Rosatom’un yatırımlarından ve inşaatlardan sorumlu yöneticisi olan Sakharov’un rüşvet suçlamasıyla ülkesinde görevden alınması ve tutuklanması Akkuyu’da yürütülen inşaat çalışmalarına yönelik soru işaretlerini artırmıştır. Herkesin bildiği gibi tüm güvenlik önlemleri alınsa da nükleer santrallarda güvenlik riskleri sıfırlanmamaktadır. Konu Rusya açısından basit bir mali suç olabilir ancak projenin yürütüldüğü ülkemiz için yaşamsal bir güvenlik riski oluşturup oluşturmayacağı mutlaka sorgulanmalıdır. Akkuyu projesi üzerindeki belirsizlikler aydınlatılmadan Sinop için Rosatom ile yürütüldüğü söylenen görüşmeler de sonlandırmalıdır. Nükleer güç santralları; çok yüksek riskli, pahalı, yakıtta ve işletmede dışa bağımlı, atık sorunlu, bilimsel olarak karbon sıfır olmayan ve bir o kadar da çevre düşmanı projelerdir. Nükleer söz konusu olduğunda güvenlik riski, gerçekleşme ihtimalinin düşüklüğüyle değil bilimsel olarak ihtimalin gerçekleşmesi durumunda yarattığı etkiyle ölçülmelidir.

==================================================

● Yapılacak görev
Akkuyu projesiyle ilgili metnin tamamını, tek harfini bile değiştirmeden geri ver.

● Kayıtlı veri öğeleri
==================================================

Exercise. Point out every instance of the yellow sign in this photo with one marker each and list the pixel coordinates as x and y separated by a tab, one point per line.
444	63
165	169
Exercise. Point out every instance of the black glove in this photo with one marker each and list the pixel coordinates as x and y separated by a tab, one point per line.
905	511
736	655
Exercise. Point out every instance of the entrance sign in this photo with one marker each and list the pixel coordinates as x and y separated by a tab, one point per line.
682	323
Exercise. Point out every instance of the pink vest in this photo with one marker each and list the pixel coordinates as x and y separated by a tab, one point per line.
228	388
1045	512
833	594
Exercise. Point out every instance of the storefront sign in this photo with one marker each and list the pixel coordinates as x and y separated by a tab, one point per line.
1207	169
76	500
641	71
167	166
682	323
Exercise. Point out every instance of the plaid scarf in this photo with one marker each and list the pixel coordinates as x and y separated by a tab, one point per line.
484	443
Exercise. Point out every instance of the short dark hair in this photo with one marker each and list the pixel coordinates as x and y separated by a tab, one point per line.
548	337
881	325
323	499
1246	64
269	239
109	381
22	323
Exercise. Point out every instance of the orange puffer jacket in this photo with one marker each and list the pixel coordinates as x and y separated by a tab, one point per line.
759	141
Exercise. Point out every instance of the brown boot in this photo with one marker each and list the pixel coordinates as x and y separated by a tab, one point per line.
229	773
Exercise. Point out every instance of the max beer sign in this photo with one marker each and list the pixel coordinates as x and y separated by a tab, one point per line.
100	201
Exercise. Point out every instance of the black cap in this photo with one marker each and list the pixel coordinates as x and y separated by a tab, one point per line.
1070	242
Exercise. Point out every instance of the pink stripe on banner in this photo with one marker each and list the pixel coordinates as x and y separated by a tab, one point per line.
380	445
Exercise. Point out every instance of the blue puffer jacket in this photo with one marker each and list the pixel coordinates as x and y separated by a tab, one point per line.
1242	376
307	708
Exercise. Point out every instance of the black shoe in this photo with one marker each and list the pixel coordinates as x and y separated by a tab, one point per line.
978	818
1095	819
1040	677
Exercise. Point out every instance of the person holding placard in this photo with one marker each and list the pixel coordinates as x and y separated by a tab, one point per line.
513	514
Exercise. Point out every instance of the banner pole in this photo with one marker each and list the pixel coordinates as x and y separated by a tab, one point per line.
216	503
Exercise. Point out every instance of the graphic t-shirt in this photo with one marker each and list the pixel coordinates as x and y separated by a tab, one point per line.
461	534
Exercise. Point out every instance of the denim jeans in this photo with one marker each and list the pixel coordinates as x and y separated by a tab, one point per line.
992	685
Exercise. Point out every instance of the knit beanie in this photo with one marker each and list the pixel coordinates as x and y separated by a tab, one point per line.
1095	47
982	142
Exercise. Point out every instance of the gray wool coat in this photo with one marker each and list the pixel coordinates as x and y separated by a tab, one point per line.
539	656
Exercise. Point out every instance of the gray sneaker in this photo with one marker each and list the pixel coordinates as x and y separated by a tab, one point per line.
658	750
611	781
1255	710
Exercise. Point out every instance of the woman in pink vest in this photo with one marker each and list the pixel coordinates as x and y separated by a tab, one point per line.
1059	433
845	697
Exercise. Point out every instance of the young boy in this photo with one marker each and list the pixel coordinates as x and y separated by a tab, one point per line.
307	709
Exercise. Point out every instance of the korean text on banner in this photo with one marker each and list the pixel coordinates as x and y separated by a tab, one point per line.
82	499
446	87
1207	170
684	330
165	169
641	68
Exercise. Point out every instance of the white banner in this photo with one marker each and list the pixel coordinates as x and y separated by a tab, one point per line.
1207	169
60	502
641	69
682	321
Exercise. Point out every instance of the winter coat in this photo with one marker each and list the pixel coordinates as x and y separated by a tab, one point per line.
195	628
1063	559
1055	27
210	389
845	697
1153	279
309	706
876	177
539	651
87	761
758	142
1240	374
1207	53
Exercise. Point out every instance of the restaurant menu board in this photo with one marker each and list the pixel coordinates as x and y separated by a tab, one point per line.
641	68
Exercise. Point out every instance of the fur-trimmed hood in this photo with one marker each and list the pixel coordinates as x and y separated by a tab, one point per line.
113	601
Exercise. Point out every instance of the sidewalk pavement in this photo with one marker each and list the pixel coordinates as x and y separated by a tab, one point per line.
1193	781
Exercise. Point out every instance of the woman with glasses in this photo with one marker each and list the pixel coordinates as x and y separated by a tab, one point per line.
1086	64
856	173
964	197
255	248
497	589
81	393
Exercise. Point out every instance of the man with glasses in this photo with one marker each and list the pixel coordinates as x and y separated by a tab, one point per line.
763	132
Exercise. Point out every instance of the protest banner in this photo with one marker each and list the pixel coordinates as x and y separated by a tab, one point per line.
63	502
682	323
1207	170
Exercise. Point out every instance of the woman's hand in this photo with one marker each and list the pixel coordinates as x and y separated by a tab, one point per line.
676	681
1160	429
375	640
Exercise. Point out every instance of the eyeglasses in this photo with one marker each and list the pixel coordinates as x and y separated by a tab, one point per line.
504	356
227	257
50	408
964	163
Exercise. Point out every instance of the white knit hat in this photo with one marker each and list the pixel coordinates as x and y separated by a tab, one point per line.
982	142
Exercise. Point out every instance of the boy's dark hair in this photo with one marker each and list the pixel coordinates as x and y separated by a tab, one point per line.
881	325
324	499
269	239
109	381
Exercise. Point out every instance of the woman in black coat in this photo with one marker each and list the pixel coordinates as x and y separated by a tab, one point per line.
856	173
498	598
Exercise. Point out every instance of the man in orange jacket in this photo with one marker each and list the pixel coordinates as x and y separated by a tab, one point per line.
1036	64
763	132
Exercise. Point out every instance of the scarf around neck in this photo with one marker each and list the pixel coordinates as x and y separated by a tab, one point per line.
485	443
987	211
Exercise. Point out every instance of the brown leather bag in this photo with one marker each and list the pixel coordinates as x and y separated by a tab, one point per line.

==================================================

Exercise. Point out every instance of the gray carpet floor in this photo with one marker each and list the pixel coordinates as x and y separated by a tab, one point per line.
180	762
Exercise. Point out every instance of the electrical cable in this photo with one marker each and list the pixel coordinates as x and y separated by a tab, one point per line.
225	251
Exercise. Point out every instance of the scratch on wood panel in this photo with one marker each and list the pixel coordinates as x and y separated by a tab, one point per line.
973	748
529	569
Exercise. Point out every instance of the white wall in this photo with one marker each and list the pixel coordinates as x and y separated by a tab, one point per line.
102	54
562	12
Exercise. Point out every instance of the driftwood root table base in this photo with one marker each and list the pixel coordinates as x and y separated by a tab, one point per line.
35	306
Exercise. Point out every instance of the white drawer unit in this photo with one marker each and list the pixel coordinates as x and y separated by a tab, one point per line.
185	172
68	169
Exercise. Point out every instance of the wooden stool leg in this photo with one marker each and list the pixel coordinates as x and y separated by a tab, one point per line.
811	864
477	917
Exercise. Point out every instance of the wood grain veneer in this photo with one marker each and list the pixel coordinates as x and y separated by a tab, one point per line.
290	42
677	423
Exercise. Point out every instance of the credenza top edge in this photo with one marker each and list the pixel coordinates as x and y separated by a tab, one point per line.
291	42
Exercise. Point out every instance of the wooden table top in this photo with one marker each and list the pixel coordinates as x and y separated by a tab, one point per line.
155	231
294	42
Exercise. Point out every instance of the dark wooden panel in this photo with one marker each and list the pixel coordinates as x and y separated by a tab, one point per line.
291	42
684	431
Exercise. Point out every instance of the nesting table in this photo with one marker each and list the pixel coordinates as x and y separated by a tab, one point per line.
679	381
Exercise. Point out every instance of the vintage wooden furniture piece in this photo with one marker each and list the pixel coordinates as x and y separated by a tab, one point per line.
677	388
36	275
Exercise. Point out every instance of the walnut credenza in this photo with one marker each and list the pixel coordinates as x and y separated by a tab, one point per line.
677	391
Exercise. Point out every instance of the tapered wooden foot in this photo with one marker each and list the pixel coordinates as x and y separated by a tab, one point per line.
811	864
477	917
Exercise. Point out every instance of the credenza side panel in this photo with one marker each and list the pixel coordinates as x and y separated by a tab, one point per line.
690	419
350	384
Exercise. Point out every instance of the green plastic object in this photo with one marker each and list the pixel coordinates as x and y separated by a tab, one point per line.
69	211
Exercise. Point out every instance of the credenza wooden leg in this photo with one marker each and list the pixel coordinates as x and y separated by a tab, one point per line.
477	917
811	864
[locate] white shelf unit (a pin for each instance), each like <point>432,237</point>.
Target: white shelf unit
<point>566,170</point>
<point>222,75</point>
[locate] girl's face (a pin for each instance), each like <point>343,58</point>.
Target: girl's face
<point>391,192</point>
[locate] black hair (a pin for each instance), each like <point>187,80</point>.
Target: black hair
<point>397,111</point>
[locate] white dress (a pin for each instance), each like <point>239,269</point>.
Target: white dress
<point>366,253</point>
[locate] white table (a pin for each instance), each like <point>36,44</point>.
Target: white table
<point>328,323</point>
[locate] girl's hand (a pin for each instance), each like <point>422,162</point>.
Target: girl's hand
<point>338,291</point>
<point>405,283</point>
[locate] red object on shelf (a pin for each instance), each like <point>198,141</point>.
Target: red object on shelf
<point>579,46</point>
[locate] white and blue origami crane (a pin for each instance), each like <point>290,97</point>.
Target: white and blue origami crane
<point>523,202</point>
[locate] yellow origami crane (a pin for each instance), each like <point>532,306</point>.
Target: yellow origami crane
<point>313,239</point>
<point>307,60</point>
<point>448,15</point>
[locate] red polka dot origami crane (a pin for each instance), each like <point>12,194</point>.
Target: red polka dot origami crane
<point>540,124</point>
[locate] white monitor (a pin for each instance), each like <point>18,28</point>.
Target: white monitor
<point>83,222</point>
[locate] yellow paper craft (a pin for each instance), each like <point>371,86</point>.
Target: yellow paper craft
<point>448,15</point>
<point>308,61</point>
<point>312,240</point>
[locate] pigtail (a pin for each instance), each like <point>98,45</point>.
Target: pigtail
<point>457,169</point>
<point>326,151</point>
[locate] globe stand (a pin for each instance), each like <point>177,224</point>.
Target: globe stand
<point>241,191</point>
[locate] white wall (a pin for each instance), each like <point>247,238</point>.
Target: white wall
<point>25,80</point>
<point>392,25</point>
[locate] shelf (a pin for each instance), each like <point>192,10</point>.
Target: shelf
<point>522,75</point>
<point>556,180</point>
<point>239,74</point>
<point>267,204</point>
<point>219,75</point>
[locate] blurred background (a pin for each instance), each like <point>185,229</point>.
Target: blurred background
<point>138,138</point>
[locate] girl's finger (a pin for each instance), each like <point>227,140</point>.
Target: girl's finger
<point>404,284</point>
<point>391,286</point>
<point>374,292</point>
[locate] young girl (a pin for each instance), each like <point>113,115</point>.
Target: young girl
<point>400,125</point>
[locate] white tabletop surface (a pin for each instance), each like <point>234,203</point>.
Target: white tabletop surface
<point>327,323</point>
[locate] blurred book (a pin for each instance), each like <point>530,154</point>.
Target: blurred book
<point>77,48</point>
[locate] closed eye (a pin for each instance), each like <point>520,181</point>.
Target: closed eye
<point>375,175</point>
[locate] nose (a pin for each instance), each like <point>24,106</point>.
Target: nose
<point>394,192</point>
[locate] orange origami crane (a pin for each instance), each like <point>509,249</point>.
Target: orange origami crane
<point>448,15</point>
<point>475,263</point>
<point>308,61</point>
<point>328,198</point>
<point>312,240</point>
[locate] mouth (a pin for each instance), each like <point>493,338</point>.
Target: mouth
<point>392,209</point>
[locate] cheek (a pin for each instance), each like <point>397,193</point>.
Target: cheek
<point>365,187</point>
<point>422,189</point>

==================================================

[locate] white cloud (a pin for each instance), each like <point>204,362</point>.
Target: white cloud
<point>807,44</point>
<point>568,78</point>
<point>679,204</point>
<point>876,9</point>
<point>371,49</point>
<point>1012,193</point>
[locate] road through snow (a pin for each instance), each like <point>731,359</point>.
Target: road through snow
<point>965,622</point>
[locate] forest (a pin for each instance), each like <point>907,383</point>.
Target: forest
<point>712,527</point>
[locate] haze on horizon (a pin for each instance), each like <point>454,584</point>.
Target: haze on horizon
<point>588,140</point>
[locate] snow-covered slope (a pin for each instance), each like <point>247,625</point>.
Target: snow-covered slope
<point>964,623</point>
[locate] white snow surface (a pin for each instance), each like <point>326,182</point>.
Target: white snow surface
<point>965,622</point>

==================================================

● Alıştırma çıktısı
Rosatom’un yatırımlarından ve inşaatlardan sorumlu yöneticisi olan Sakharov’un rüşvet suçlamasıyla ülkesinde görevden alınması ve tutuklanması Akkuyu’da yürütülen inşaat çalışmalarına yönelik soru işaretlerini artırmıştır. Herkesin bildiği gibi tüm güvenlik önlemleri alınsa da nükleer santrallarda güvenlik riskleri sıfırlanmamaktadır. Konu Rusya açısından basit bir mali suç olabilir ancak projenin yürütüldüğü ülkemiz için yaşamsal bir güvenlik riski oluşturup oluşturmayacağı mutlaka sorgulanmalıdır. Akkuyu projesi üzerindeki belirsizlikler aydınlatılmadan Sinop için Rosatom ile yürütüldüğü söylenen görüşmeler de sonlandırmalıdır. Nükleer güç santralları; çok yüksek riskli, pahalı, yakıtta ve işletmede dışa bağımlı, atık sorunlu, bilimsel olarak karbon sıfır olmayan ve bir o kadar da çevre düşmanı projelerdir. Nükleer söz konusu olduğunda güvenlik riski, gerçekleşme ihtimalinin düşüklüğüyle değil bilimsel olarak ihtimalin gerçekleşmesi durumunda yarattığı etkiyle ölçülmelidir.